-------- Record extracts --------

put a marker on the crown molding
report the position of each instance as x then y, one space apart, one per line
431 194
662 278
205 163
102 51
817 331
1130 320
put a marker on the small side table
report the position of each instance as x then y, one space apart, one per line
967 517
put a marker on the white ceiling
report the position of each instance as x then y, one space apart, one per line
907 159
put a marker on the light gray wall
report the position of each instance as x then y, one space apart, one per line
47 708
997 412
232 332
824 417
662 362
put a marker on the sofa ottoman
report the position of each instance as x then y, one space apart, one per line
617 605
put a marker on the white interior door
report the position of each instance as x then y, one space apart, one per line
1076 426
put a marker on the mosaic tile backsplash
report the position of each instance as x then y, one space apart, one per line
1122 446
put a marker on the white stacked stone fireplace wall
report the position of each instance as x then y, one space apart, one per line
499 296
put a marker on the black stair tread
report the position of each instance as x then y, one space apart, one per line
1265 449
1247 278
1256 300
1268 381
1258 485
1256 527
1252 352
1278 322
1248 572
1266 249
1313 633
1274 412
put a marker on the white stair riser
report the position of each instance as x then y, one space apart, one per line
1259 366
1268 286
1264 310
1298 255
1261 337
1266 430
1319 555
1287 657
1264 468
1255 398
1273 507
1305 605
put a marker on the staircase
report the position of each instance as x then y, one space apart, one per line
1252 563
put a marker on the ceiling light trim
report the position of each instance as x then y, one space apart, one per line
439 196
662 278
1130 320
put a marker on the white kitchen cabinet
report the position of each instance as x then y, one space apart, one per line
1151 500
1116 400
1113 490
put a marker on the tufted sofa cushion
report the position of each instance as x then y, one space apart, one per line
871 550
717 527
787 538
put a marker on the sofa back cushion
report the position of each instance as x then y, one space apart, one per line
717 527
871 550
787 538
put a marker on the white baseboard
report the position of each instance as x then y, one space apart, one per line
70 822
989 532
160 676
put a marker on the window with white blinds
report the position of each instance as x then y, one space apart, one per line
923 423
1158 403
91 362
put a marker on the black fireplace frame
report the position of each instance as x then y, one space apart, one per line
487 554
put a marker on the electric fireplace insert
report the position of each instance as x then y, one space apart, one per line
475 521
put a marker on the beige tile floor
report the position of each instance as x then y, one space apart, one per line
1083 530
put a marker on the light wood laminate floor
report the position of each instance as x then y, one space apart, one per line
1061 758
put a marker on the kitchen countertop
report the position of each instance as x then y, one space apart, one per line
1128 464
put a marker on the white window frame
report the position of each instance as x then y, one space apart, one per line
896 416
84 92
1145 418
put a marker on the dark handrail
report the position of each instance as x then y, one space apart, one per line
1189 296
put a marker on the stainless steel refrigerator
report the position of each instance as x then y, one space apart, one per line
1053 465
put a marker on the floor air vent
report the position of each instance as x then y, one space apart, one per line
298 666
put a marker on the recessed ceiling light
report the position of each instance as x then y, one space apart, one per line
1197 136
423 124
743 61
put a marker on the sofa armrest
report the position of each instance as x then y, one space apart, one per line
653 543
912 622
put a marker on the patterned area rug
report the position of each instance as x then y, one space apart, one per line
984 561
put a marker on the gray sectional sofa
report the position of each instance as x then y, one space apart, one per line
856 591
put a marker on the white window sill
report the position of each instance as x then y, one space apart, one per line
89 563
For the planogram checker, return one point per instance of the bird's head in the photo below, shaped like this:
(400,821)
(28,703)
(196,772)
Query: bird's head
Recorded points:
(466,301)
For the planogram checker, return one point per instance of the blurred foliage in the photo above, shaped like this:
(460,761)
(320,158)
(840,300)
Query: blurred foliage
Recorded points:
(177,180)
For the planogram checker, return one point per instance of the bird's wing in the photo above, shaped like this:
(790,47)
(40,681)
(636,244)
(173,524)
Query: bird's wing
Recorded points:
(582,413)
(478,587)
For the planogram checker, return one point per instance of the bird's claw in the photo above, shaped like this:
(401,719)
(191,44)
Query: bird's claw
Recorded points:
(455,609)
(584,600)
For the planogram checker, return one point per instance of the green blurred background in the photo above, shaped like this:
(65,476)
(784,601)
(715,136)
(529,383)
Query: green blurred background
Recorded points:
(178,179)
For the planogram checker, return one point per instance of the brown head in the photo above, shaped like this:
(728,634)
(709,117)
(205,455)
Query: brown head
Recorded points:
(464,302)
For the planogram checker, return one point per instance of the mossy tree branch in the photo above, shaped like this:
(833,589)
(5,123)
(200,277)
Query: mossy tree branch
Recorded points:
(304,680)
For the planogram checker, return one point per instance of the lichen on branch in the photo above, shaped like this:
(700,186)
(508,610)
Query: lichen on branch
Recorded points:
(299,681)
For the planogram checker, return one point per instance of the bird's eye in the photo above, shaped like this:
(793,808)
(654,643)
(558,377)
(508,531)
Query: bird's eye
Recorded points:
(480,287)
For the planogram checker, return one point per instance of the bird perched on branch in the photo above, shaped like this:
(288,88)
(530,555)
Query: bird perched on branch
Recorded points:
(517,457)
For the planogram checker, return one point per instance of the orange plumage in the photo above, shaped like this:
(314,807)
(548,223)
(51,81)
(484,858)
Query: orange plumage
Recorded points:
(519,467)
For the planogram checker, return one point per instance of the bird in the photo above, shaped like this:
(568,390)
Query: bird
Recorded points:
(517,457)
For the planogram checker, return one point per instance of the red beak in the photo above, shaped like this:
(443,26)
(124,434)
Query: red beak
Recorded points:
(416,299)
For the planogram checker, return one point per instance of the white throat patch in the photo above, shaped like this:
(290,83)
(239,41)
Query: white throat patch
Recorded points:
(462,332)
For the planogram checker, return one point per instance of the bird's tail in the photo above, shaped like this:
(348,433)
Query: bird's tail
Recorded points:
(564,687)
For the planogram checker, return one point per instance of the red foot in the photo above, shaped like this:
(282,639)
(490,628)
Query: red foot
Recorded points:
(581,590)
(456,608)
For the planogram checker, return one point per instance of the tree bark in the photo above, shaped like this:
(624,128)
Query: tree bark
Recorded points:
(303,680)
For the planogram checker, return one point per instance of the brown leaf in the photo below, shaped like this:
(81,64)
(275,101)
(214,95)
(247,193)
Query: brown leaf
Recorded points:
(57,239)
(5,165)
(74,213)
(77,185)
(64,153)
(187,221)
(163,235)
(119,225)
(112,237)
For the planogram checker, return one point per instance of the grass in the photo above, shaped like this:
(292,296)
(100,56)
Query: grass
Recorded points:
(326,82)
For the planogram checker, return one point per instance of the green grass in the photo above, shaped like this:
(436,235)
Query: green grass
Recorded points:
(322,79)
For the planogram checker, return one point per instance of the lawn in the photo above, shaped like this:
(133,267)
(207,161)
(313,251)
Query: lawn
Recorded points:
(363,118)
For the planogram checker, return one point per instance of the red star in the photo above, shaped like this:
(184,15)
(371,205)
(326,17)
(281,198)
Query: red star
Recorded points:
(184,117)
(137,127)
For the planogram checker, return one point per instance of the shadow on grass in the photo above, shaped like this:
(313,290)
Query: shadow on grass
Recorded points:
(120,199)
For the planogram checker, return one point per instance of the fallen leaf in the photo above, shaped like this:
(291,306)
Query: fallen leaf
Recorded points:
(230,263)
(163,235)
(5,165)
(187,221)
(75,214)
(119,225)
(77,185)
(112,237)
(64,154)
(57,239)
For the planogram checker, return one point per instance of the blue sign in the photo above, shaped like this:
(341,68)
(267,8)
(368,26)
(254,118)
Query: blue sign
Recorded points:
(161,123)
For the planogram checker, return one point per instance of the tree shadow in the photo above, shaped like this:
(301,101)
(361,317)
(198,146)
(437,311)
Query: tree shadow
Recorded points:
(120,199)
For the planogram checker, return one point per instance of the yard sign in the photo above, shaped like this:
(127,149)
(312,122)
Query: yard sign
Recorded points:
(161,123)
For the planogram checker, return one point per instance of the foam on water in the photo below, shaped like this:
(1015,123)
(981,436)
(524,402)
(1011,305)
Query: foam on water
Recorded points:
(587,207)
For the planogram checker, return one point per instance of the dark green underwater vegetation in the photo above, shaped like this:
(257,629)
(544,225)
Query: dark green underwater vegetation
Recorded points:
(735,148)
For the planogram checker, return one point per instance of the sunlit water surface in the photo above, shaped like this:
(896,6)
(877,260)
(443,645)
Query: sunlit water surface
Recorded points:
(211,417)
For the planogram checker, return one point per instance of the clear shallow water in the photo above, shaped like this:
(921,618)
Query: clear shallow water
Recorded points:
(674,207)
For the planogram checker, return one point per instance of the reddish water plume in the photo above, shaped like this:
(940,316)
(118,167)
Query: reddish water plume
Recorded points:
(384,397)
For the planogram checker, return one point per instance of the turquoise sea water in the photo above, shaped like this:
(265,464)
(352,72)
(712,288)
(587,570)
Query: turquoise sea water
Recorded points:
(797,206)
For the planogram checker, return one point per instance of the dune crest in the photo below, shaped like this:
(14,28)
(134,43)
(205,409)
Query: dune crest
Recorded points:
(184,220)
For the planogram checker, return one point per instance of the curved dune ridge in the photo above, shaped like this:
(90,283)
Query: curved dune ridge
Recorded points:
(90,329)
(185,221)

--------

◆ Exercise instructions
Return, unchanged, each line from the line containing "of the reddish" through the last line of the material.

◆ Reply
For the planogram checker, return one point per instance of the reddish water plume in the photo above, shaped like this:
(940,316)
(118,167)
Query: reddish water plume
Recorded points:
(384,397)
For the planogram checker, return one point per instance of the turquoise sea water in the photo above, shaped like this:
(265,464)
(352,72)
(712,288)
(587,570)
Query: turquoise sea water
Recorded points:
(797,206)
For the planogram checker, return one point per instance of the dune crest in the photo below, shaped like this:
(14,28)
(134,43)
(205,409)
Query: dune crest
Recorded points:
(184,220)
For the planogram checker, return one point per instance of the curved dune ridge in the photo above, shaped like this:
(90,283)
Query: curved dune ridge
Recorded points:
(90,329)
(185,221)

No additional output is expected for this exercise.